## Exercise description
Only the lines from the one containing "Task: point to the mustache." through the end of the data below should be copied, each exactly as written and with both ends kept.

## Provided entries
· · ·

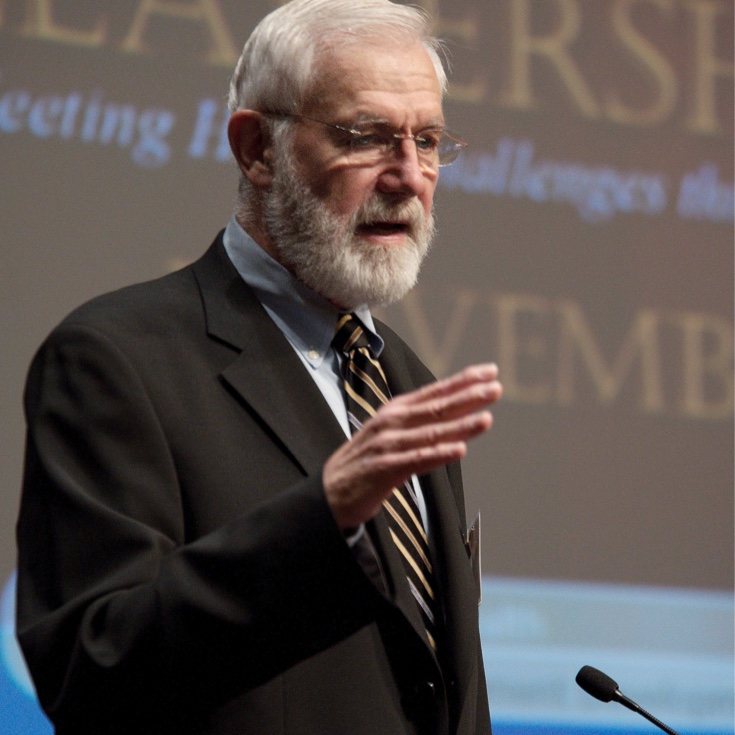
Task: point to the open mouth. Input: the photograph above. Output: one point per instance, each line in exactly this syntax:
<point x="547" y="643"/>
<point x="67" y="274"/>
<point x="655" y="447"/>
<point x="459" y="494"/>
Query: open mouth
<point x="384" y="228"/>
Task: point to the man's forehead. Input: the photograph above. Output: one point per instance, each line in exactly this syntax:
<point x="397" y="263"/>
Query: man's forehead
<point x="375" y="79"/>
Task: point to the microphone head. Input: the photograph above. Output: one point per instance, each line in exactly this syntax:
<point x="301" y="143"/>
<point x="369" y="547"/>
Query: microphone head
<point x="596" y="684"/>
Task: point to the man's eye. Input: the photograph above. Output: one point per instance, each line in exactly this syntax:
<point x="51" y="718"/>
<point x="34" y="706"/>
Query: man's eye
<point x="428" y="141"/>
<point x="367" y="140"/>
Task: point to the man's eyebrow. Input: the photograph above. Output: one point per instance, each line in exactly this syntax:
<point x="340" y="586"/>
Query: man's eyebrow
<point x="365" y="119"/>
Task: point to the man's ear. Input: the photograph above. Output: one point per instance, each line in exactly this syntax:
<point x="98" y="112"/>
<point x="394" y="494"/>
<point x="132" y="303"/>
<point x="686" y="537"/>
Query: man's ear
<point x="250" y="142"/>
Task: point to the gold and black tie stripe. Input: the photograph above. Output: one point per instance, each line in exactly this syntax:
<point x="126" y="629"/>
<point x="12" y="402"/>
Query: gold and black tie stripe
<point x="366" y="390"/>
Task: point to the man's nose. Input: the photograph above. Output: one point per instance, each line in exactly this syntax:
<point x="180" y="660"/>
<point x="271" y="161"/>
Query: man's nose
<point x="404" y="173"/>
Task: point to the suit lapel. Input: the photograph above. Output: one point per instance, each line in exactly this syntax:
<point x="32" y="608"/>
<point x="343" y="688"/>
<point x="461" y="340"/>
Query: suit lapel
<point x="266" y="375"/>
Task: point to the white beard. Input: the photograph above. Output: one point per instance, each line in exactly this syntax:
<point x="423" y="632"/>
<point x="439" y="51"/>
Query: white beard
<point x="326" y="252"/>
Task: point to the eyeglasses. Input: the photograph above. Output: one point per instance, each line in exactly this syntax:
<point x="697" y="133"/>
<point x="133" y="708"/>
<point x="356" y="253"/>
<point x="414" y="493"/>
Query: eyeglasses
<point x="374" y="141"/>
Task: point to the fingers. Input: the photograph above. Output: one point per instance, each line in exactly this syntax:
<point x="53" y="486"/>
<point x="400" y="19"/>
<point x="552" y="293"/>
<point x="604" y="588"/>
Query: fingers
<point x="470" y="390"/>
<point x="412" y="434"/>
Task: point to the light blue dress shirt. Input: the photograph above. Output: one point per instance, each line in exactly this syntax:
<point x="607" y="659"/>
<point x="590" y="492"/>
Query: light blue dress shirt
<point x="306" y="319"/>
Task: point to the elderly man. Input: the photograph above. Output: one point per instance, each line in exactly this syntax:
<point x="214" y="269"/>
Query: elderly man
<point x="201" y="548"/>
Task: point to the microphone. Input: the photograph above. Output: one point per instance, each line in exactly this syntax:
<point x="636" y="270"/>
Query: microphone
<point x="602" y="687"/>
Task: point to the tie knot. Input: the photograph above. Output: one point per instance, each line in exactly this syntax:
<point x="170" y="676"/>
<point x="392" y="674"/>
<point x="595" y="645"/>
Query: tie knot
<point x="349" y="334"/>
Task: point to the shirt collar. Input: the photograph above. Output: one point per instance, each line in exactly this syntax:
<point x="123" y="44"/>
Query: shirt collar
<point x="305" y="317"/>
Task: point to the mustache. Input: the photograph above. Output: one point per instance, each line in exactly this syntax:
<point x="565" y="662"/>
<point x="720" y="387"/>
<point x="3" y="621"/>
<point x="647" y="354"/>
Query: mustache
<point x="376" y="210"/>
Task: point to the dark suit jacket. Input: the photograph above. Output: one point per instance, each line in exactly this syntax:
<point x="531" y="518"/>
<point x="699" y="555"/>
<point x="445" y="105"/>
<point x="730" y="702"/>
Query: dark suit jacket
<point x="179" y="567"/>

· · ·

## Exercise result
Task: point to the mustache. Input: the photograph above. Output: one point per instance, each line in exactly this syntax:
<point x="565" y="662"/>
<point x="720" y="387"/>
<point x="3" y="621"/>
<point x="647" y="354"/>
Query: mustache
<point x="376" y="210"/>
Task: point to the dark suit jacket. Input: the photograph above. Output: one point per instance, each line in exactly this syntax:
<point x="531" y="518"/>
<point x="699" y="555"/>
<point x="445" y="105"/>
<point x="730" y="702"/>
Query: dark suit jacket
<point x="179" y="567"/>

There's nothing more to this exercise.